**Reading passage**
--
Half of the power athletes were assigned to power workouts, while the other half did endurance workouts; the endurance athletes were similarly divided. After eight weeks, those whose training matched their genes had improved their countermovement jump (a measure of explosive power) and performance in a three-minute cycling test (a measure of endurance) by 6 to 7 per cent. In contrast, those whose training and genes were mismatched improved on both measures by 2 to 3 per cent.
This is a remarkable result. But I spoke to half-a-dozen scientists about the study, and every single one of them was skeptical about the findings. And there are, indeed, some methodological issues. One is the number of drop-outs.
Another is the fact that the DNAFit test produces a 0-to-100 scale of power vs. endurance, but the results are presented as just two categories. How do people who score 49 or 51 per cent power respond to the different types of training? I asked to see the individual results, but the authors were unwilling to send them.
In the end, the biggest red flag to me wasn’t any particular methodological flaw—it was that the results simply seemed too good to be true. And that, perhaps paradoxically, is why I ended up deciding to write about the study despite my doubts. Because if I choose to ignore studies simply because the results are unexpected, then what I’m really saying is that I don’t believe in studies!
Of course, it’s perfectly possible for good studies to give bad results, either because of some unwitting error or simply because of random chance. So we need to try to give appropriate weight to new studies: Be skeptical of small studies, in-house studies, studies that run counter to expectations (all of which are true in this case). I’m not convinced the new study is right, but I’m not convinced that it’s wrong, either. So I’m trying to present the results with appropriate context.
--
**Recorded data**

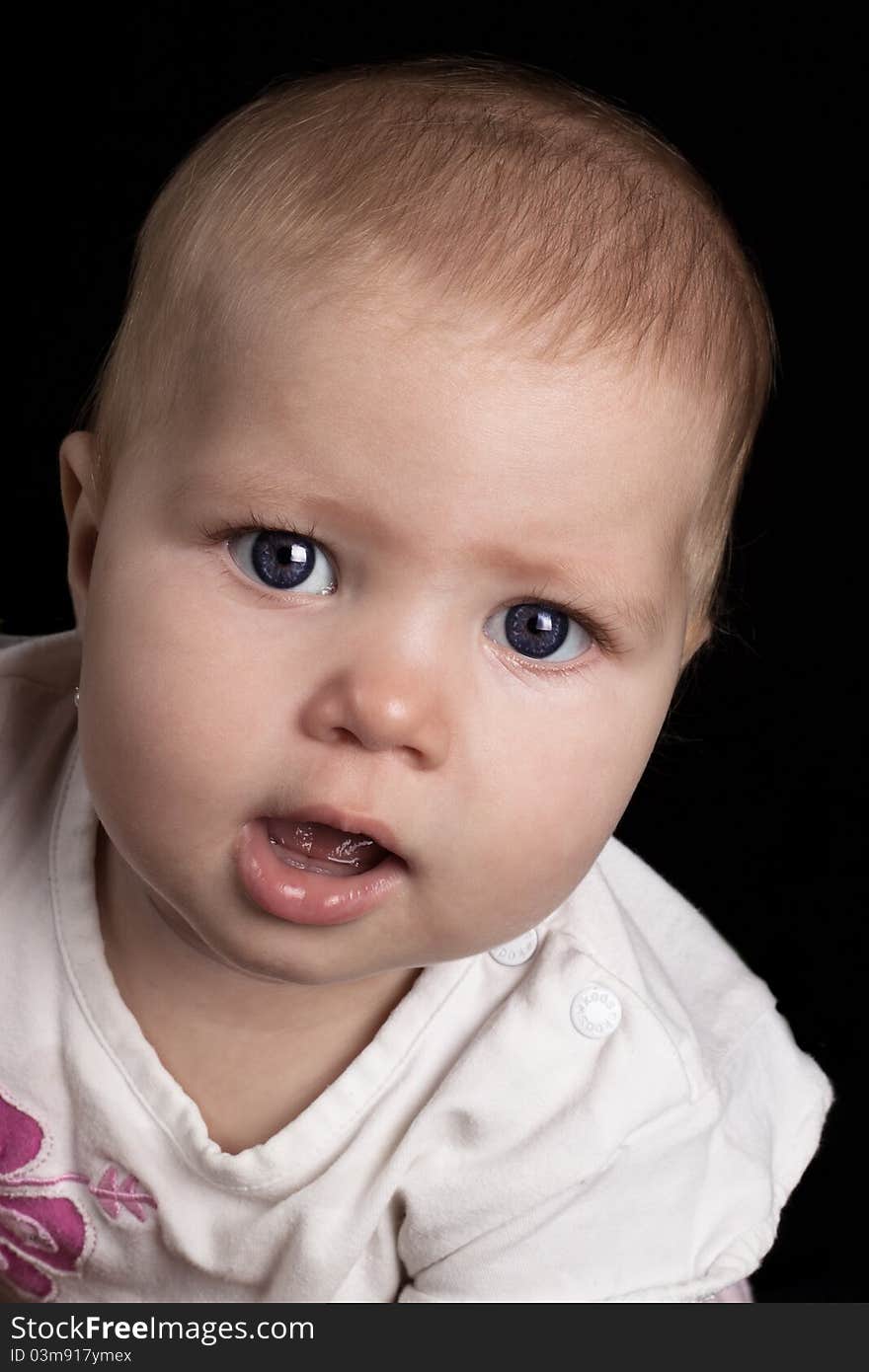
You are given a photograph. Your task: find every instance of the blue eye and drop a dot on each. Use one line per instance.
(283, 560)
(540, 630)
--
**Work instruction**
In the passage about the gene-based training study, how long did the athletes train before the improvements in their jump and cycling results were reported?

**Answer box**
Eight weeks.